• [Extracted text]:
The CARL Environment

CARL extends the standard gymnasium interface with context. This context changes the environment’s transition dynamics and reward function, creating a greater challenge for the agent. During training we therefore can encounter different contexts and train for generalization. We exemplarily show how Brax’ Fetch is extended and embedded by CARL. Different instantiations can be achieved by setting the context features to different values.

Here we give a brief overview of the available options on how to create and work with contexts.

A context takes the form of a dictionary with a key-value pair for each context feature. An example is the default context for the CARLAnt environment:

Ant_defaults = {
    "joint_stiffness": 5000,
    "gravity": -9.8,
    "friction": 0.6,
    "angular_damping": -0.05,
    "actuator_strength": 300,
    "joint_angular_damping": 35,
    "torso_mass": 10,
}

The context set used for training is comprised of at least one context. It is also a dictionary with keys that should identify the context in a meaningful way, e.g. an id. An example of a simple instance set for CARLCartPole would be:

from src.envs import CARLCartPoleEnv_defaults as default
longer_pole = default.copy()
longer_pole["pole_length"] = default["pole_length"]*2
contexts = {0: default, 1: longer_pole}

This context set can then be used to create the environment:

from src.envs import CARLCartPoleEnv
env = CARLCartPoleEnv(contexts=contexts)

Per default, the context will be changed each episode in a round robin fashion.

The user can choose if and how the context is provided to the agent. If the context should be hidden completely, instantiate the environment with the ‘hide_context’ option:

from src.envs import CARLCartPoleEnv
env = CARLCartPoleEnv(contexts=contexts, hide_context=True)

By default, the context is visible and concatenated onto the state information with no separation between state and context features. They can be provided separately, though, using dict observations:

from src.envs import CARLCartPoleEnv
env = CARLCartPoleEnv(contexts=contexts, hide_context=False, dict_observation_space=True)

Furthermore, users can choose to provide the full context information (default) or only a subset:

from src.envs import CARLCartPoleEnv
env = CARLCartPoleEnv(contexts=contexts, state_context_features=["gravity", "pole_length"])

Context features can also be normalized or augmented with noise to either make learning easier or more difficult. In addition, only the context features changing across the contexts provided can be appended to the state like so:

from src.envs import CARLCartPoleEnv
env = CARLCartPoleEnv(contexts=contexts, state_context_features="changing_context_features")

• [Records]:
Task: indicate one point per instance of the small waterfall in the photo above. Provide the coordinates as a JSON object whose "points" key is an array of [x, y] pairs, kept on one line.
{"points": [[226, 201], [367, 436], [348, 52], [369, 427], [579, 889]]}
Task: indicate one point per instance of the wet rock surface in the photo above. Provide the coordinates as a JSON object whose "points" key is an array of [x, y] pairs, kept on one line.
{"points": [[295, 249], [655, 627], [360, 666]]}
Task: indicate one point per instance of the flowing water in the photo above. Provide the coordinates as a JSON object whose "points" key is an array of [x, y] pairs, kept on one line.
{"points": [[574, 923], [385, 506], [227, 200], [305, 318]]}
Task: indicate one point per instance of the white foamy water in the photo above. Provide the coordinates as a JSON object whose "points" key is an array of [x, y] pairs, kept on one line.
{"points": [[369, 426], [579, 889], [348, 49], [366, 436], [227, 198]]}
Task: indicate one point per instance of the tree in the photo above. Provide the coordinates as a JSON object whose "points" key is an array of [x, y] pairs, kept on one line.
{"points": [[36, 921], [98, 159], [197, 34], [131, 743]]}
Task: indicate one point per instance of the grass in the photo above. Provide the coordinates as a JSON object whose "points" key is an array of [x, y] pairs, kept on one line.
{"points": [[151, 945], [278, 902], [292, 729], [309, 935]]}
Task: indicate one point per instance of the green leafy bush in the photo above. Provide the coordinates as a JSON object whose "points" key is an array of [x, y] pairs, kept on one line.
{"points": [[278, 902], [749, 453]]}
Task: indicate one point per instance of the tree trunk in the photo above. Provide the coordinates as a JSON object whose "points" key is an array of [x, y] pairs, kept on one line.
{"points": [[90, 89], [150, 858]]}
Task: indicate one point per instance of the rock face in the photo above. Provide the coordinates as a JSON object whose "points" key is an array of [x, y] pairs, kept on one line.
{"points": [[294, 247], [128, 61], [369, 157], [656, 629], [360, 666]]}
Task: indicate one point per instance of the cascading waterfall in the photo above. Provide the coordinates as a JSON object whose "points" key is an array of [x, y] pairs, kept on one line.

• [Tasks]:
**a.** Using the page on the CARL environment, explain in one to three sentences why adding context makes the environment harder for the agent and what this makes possible during training.
**b.** According to the page on the CARL environment, how is the context changed between episodes by default?

• [Solutions below]:
**a.** Context changes the environment's transition dynamics and reward function, which creates a greater challenge for the agent. Because of this, training can encounter different contexts and train for generalization.

**b.** By default, the context is changed each episode in a round robin fashion.